--- Data for processing ---
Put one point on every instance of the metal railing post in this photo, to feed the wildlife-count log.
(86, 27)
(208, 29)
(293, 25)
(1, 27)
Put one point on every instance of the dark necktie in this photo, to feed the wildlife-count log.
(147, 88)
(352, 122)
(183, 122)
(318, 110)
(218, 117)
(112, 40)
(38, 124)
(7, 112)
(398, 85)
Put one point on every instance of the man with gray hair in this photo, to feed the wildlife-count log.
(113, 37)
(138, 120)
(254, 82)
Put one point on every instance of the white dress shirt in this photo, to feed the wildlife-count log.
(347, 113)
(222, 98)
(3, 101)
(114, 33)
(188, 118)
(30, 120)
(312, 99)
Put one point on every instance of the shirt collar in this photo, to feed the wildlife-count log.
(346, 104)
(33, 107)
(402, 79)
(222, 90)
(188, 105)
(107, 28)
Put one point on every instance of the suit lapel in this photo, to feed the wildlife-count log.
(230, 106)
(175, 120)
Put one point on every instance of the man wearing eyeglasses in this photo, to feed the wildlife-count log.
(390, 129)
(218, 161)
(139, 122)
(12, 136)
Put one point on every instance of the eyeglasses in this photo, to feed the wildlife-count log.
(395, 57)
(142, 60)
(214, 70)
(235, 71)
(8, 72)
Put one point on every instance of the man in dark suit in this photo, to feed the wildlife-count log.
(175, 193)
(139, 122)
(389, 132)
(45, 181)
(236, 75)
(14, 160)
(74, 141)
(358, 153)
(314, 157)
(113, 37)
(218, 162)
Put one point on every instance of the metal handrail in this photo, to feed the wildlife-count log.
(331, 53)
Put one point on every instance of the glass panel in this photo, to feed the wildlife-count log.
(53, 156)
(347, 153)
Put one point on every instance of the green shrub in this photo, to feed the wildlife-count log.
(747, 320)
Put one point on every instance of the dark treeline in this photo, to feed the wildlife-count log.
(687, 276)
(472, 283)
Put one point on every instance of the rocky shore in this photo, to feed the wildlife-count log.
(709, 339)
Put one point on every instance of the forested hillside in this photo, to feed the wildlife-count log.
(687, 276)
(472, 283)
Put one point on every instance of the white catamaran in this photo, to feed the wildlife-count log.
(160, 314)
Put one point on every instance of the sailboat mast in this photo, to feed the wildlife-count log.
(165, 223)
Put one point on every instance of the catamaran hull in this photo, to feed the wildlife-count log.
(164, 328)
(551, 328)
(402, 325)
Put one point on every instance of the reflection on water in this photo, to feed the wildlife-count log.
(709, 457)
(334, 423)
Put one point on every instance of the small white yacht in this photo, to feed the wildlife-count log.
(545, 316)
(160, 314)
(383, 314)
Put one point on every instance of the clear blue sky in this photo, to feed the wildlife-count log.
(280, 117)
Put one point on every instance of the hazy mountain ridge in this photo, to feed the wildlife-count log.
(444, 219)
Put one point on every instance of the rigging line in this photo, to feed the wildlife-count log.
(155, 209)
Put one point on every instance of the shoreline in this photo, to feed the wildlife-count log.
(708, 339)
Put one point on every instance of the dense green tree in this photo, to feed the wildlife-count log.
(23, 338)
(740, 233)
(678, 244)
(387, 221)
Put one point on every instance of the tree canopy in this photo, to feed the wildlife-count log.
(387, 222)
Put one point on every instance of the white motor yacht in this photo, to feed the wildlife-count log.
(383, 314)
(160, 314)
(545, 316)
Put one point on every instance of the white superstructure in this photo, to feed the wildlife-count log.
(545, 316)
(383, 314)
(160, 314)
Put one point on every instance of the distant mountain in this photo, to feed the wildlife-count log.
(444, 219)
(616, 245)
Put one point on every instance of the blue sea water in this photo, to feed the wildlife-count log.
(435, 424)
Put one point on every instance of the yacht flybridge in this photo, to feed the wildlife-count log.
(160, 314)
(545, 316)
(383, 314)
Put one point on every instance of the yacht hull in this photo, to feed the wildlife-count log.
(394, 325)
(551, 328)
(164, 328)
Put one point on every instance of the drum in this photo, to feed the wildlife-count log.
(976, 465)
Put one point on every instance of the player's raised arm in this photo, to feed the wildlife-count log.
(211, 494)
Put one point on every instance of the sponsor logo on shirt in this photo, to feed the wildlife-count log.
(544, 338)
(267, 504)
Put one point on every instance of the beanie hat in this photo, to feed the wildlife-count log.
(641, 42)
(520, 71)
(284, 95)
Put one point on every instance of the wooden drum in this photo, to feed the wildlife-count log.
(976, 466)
---
*Problem to solve*. Please transcribe the listing in full. Keep each line exact.

*The completed task*.
Put one point on every instance of the metal railing post in this photo, to feed the wildlife-count log.
(86, 27)
(208, 29)
(293, 25)
(1, 27)
Put one point on every instance of the dark necktie in this photo, to feed the wildlife-count log.
(147, 88)
(352, 122)
(183, 122)
(318, 110)
(218, 117)
(112, 40)
(38, 124)
(7, 112)
(398, 85)
Put one point on every instance of the man with gray hair in this photo, to feed the wildlife-count log.
(113, 37)
(138, 120)
(254, 82)
Put one point on every instance of the white dress shirt in this photo, to feed the wildlife-count log.
(347, 113)
(222, 98)
(3, 101)
(114, 33)
(188, 118)
(30, 120)
(312, 99)
Put one point on every instance of the shirt collar in this photo, to feed the wildlife-count log.
(346, 104)
(33, 107)
(402, 79)
(222, 90)
(188, 105)
(107, 28)
Put one point on every instance of the suit lapel in this photo, to feed the wildlife-count log.
(230, 106)
(175, 120)
Put one point on every instance of the man wearing eyeglasses in this photo, to feed the wildlife-count log.
(390, 129)
(218, 161)
(139, 122)
(12, 136)
Put one point on every instance of the eyeglasses in this photo, to feed the wildlife-count log.
(395, 57)
(142, 60)
(214, 70)
(235, 71)
(8, 72)
Put one point on every instance of the man in dark suit in this photo, to feed the wildlife-count log.
(175, 193)
(139, 122)
(389, 132)
(45, 181)
(236, 75)
(14, 160)
(74, 141)
(358, 153)
(314, 157)
(113, 37)
(218, 162)
Put one point on every instance of the metal handrail in this photo, to feed the wildlife-count log.
(331, 53)
Put one point on every instance of the glass panel in this photo, to feed the wildlife-count log.
(53, 156)
(347, 153)
Put one point on every instance of the green shrub in this photo, to feed the wildlife-count log.
(747, 320)
Put one point on every instance of the dark treeline in this photo, to feed the wildlife-count log.
(687, 276)
(472, 283)
Put one point on every instance of the rocky shore in this photo, to feed the wildlife-count log.
(709, 339)
Put one point on every instance of the forested hillside in this photo, to feed the wildlife-count log.
(687, 276)
(472, 283)
Put one point on every instance of the white catamaran in this photo, to feed the wildlife-count log.
(160, 314)
Put one point on every instance of the sailboat mast in this photo, to feed the wildlife-count log.
(165, 223)
Put one point on every instance of the catamaran hull in this photo, to feed the wildlife-count log.
(164, 328)
(551, 328)
(402, 325)
Put one point on every instance of the reflection on water in this photo, to feed the wildlife-count log.
(709, 457)
(334, 423)
Put one point on every instance of the small white yacht in this photo, to feed the wildlife-count log.
(545, 316)
(160, 314)
(383, 314)
Put one point on every instance of the clear blue sky in this photo, to feed the wildlife-count log.
(280, 117)
Put one point on every instance of the hazy mountain ridge in this photo, to feed the wildlife-count log.
(444, 219)
Put one point on every instance of the rigging line in this photo, to feed the wildlife-count log.
(155, 209)
Put one point on every instance of the shoreline in this photo, to feed the wildlife-count log.
(708, 339)
Put one point on every instance of the dense green tree in this photo, to feed the wildlife-count log.
(23, 338)
(740, 233)
(678, 244)
(387, 221)
Put one point on every instance of the tree canopy in this photo, to feed the wildlife-count log.
(387, 222)
Put one point on every instance of the white motor yacht in this photo, to feed the wildlife-count log.
(383, 314)
(160, 314)
(545, 316)
Put one point on every instance of the white superstructure in this photo, to feed the wildlife-count log.
(545, 316)
(383, 314)
(160, 314)
Put one point on every instance of the distant mountain in this photo, to feed the wildlife-count log.
(444, 219)
(616, 245)
Put one point on every instance of the blue sea water in this photo, to feed the wildlife-count log.
(435, 424)
Put one point on every instance of the yacht flybridge in this photo, to feed the wildlife-count log.
(160, 314)
(545, 316)
(383, 314)
Put one point on every instance of the yacht hull in this photo, to feed the wildlife-count log.
(394, 325)
(551, 328)
(164, 328)
Put one point on every instance of the drum in this photo, to feed the wildlife-count log.
(976, 465)
Put one point on every instance of the player's raised arm in this photo, to feed the wildlife-count log.
(211, 494)
Put one point on every instance of the sponsor logo on shirt in this photo, to feed the wildlife-count log.
(544, 338)
(267, 504)
Put one point on every instance of the beanie hat in this photo, to feed the wildlife-count log.
(641, 42)
(520, 71)
(284, 95)
Put one point on every instance of the wooden drum in this photo, to feed the wildlife-count log.
(976, 466)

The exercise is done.